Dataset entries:

....................

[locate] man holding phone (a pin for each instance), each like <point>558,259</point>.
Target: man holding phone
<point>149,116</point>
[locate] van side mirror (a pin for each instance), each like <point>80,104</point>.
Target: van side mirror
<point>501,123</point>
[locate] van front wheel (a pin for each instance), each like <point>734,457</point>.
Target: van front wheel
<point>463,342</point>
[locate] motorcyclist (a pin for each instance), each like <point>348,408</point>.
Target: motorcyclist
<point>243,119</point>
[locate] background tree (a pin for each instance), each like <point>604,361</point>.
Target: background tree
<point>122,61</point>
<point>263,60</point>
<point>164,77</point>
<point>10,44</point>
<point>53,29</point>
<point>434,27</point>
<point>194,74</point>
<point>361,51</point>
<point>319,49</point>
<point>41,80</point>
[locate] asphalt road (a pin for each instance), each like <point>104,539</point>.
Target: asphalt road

....................

Retype all the data, keeping every character the same.

[locate] man holding phone (a pin for each instance), each like <point>558,259</point>.
Target: man holding phone
<point>149,116</point>
[locate] van side mirror (a pin for each instance), each like <point>80,104</point>.
Target: van side mirror
<point>501,123</point>
[locate] van front wheel (a pin for each instance), each like <point>734,457</point>.
Target: van front wheel
<point>463,342</point>
[locate] motorcyclist (a pin for each instance), each like <point>348,408</point>.
Target: motorcyclist
<point>243,119</point>
[locate] background tree (a pin for each instance), each like <point>604,361</point>.
Target: background tree
<point>122,61</point>
<point>263,60</point>
<point>164,77</point>
<point>10,44</point>
<point>53,29</point>
<point>434,27</point>
<point>194,74</point>
<point>361,51</point>
<point>319,49</point>
<point>41,80</point>
[locate] asphalt road (a pin for each instance), each like <point>104,539</point>.
Target: asphalt road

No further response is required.